Judge denies request for temporary injunction in mask mandate case

Published: Oct. 12, 2020 at 10:04 AM CDT
Email this link
Share on Pinterest
Share on LinkedIn

POLK COUNTY, Wis. (WBAY) - A circuit court judge has denied a request to temporarily block the Wisconsin governor’s statewide emergency order that requires people to wear masks at public places.

On Monday, St. Croix County Circuit Court Judge R. Michael Waterman denied a motion for a temporary injunction. Hon. Waterman says the plaintiffs in the case “don’t ask to preserve status quo; they ask to change it.”

“Today’s ruling is a victory in our fight against COVID-19 and our efforts to keep the people of Wisconsin safe and healthy during this unprecedented crisis,” said Gov. Tony Evers. “As the number of COVID-19 cases in Wisconsin reached 150,000 yesterday, we will continue doing everything we can to prevent the spread of this virus. We ask Wisconsinites to please stay home as much as possible, limit travel and going to public gatherings, and wear a mask whenever out and about.”

The Wisconsin Institute for Law and Liberty has filed suit on behalf of private citizens Derek Lindoo, John Kraft and Brandon Widiker. The lawsuit challenges Gov. Tony Evers' authority to issue Executive Order 90. They believe the governor exceeded his authority by declaring public health emergencies on three separate occasions related to COVID-19.

WILL announced Monday that hit plans to appeal the decision.

“It is with regret that the Judge held that the Governor of the State of Wisconsin can rule the state by decree for an unlimited amount of time with the acquiescence of the legislature,” says WILL President Rick Esenberg. “We look forward to making an appeal on this critical constitutional matter.”

The plaintiffs asked the court to issue a temporary injunction on the mask order while their case goes through the court system. Hon. Waterman says in his decision that “temporary injunctions are not issued lightly.”

“The plaintiffs' right to relief is not clear,” Waterman writes. “Nothing in the statute prohibits the governor from declaring successive states of emergency.”

Waterman says language in state statute gives the governor “broad discretion to act whenever conditions in the state constitute a public health emergency.”

The governor is given a 60-day limit on executive orders. When that limit is up, the governor can issue another executive order.

The judge says it would be up to the legislature to take action.

“If the legislature is unconvinced that a state of emergency does exist, the legislature has the ultimate power to terminate it.”
----------
REQUIRED ACTIONS:
1. Answer these questions from the mask mandate ruling article:
(a) Which county's circuit court does Judge R. Michael Waterman sit on?
(b) What number of COVID-19 cases did Gov. Tony Evers say Wisconsin had reached?
(c) What time limit is the governor given on executive orders?
2. From the mask mandate ruling article, reproduce the passage starting with "Waterman says language" and going on through "to take action.".

RECORDED INFORMATION:
----------
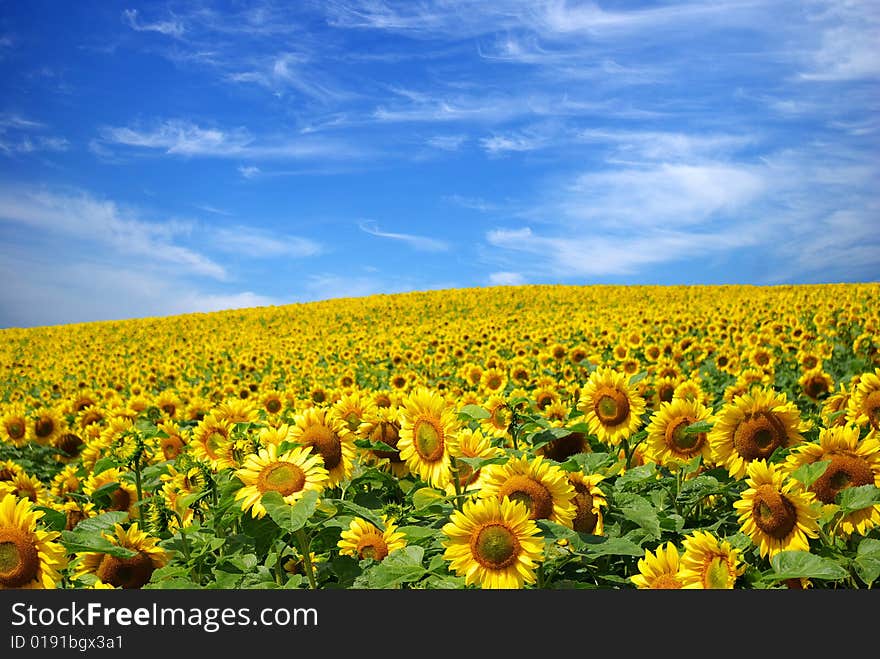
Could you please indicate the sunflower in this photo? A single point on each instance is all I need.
(833, 411)
(773, 514)
(668, 443)
(29, 557)
(751, 427)
(588, 501)
(14, 425)
(427, 426)
(709, 562)
(863, 408)
(816, 383)
(364, 540)
(127, 573)
(330, 438)
(542, 486)
(123, 498)
(212, 442)
(470, 444)
(853, 463)
(25, 486)
(493, 543)
(381, 424)
(659, 570)
(612, 409)
(46, 424)
(290, 474)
----------
SOLUTIONS BY TASK:
1.
(a) St. Croix County
(b) 150,000
(c) 60 days

2.
Waterman says language in state statute gives the governor “broad discretion to act whenever conditions in the state constitute a public health emergency.”

The governor is given a 60-day limit on executive orders. When that limit is up, the governor can issue another executive order.

The judge says it would be up to the legislature to take action.